Exercise details » Everything from the line that holds "Consider the photo above. For each instance of the tree" through the end of the data below should be output exactly, both ends included.

--

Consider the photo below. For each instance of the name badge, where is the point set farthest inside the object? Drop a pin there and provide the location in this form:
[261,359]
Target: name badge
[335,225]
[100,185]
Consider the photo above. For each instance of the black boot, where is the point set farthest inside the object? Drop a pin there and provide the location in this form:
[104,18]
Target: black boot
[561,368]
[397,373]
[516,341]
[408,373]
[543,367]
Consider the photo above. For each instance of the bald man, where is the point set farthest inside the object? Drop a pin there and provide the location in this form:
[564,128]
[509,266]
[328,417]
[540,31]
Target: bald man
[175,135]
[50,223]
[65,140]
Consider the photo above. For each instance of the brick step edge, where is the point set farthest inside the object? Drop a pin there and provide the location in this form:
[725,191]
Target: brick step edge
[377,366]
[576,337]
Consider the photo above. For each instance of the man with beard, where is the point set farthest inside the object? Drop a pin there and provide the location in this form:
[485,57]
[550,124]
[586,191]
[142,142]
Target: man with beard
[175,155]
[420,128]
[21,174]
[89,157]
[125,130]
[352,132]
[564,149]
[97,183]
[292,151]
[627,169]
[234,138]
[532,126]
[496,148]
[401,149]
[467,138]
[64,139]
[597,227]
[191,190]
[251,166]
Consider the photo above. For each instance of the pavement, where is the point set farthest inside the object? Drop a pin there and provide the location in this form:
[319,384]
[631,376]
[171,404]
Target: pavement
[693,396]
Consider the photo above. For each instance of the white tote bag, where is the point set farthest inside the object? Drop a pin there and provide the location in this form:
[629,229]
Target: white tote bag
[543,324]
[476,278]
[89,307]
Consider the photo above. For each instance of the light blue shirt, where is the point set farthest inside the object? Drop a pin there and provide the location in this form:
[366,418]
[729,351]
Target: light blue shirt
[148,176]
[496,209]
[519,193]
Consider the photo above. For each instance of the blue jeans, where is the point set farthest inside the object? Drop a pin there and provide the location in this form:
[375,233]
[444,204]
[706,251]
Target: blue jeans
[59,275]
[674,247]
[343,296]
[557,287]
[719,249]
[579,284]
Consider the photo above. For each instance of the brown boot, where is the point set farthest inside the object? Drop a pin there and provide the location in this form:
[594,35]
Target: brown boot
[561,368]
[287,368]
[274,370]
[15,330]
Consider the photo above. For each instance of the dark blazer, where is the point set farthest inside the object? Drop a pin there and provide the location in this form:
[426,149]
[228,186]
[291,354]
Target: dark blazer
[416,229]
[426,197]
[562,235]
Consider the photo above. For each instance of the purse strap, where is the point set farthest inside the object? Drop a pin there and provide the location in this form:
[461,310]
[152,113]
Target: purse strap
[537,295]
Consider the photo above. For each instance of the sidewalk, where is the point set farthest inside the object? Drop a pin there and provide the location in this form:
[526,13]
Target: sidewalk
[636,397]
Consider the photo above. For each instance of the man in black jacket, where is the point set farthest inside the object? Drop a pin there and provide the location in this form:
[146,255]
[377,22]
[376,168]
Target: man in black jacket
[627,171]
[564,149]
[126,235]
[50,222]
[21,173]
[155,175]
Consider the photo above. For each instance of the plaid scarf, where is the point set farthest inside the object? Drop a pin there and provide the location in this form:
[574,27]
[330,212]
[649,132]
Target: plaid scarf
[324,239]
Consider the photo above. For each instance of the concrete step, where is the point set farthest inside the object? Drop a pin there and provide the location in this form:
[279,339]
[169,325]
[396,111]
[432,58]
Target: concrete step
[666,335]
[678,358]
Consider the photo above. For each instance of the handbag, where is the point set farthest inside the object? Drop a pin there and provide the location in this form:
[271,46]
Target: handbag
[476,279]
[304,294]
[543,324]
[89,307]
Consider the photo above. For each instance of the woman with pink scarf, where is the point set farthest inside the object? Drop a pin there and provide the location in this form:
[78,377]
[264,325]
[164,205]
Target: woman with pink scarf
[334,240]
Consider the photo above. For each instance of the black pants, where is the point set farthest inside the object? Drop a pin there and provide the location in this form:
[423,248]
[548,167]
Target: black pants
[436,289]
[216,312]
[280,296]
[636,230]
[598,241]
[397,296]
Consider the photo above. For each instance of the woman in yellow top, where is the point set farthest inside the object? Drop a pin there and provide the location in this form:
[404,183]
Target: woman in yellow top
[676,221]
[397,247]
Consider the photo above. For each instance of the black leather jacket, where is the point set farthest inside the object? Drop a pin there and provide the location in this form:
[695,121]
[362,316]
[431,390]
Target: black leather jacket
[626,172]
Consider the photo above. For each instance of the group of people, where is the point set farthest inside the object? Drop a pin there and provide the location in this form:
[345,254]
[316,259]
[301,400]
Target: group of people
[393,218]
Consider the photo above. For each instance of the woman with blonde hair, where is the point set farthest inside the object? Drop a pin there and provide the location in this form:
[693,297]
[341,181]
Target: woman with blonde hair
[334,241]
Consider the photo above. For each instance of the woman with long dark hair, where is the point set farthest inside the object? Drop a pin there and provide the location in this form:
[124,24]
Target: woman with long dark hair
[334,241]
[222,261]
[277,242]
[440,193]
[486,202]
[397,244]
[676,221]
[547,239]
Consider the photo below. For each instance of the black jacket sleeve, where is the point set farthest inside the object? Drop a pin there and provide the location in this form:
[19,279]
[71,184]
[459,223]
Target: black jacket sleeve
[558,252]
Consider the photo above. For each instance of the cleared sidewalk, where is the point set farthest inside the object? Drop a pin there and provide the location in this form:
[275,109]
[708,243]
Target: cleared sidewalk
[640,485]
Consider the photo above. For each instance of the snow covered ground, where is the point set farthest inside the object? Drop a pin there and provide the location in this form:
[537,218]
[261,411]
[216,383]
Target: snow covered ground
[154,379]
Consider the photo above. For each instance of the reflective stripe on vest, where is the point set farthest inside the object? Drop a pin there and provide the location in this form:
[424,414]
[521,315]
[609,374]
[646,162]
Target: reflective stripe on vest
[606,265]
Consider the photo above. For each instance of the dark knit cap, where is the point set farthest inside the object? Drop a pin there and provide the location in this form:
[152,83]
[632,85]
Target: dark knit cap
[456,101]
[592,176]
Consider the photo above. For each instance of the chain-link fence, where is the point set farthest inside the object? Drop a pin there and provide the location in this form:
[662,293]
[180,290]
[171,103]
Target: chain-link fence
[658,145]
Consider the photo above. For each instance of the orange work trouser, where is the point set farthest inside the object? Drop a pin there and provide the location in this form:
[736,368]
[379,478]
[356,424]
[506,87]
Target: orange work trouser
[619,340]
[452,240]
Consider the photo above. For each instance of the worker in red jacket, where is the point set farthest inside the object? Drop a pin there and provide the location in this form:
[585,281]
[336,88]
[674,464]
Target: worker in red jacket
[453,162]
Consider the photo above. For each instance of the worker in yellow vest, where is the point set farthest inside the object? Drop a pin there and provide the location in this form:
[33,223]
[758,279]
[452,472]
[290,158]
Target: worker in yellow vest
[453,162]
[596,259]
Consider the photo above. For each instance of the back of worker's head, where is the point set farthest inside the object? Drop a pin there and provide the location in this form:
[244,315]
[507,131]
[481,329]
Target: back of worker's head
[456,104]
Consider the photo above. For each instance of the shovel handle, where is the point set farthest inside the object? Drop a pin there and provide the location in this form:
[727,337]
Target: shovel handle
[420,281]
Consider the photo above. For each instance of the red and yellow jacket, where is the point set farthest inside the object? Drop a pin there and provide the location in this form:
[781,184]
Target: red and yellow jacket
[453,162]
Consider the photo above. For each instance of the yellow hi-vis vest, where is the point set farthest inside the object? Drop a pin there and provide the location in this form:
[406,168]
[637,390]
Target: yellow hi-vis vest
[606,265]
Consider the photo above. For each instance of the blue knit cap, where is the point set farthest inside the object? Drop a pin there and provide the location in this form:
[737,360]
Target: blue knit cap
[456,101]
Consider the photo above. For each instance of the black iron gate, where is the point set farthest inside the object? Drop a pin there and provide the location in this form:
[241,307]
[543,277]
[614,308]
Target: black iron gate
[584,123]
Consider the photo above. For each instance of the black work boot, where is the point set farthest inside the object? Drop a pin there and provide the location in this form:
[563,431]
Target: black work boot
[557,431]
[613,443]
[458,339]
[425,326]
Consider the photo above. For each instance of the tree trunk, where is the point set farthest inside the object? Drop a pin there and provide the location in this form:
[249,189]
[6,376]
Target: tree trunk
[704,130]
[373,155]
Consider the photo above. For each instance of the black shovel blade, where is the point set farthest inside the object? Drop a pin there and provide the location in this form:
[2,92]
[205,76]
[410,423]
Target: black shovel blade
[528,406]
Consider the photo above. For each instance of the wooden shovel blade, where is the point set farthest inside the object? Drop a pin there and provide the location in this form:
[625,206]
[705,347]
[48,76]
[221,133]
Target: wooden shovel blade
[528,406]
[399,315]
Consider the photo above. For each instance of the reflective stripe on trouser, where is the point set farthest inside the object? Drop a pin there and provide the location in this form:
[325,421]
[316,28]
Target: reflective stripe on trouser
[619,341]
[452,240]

--

Solved problem »
Consider the photo above. For each instance of the tree trunk, where is the point set farthest inside the object? Drop a pin there and provide the location in this form:
[249,189]
[6,376]
Target: tree trunk
[704,130]
[373,155]
Consider the photo above. For each instance of the black shovel blade, where is the point set farthest inside the object? Drop a pin there and provide the location in this form:
[2,92]
[205,76]
[410,423]
Target: black shovel blade
[528,406]
Consider the photo above. For each instance of the wooden shovel blade, where is the point set farthest inside the object? Drop a pin there and provide the location in this form:
[625,206]
[705,347]
[48,76]
[221,133]
Target: wooden shovel blade
[528,406]
[399,315]
Consider the photo above. For each instance of the reflective stripe on trouser, where is the point set farthest inside the object? Drop a pin there and provide the location in this form:
[325,421]
[316,28]
Target: reflective stripe on trouser
[619,341]
[452,240]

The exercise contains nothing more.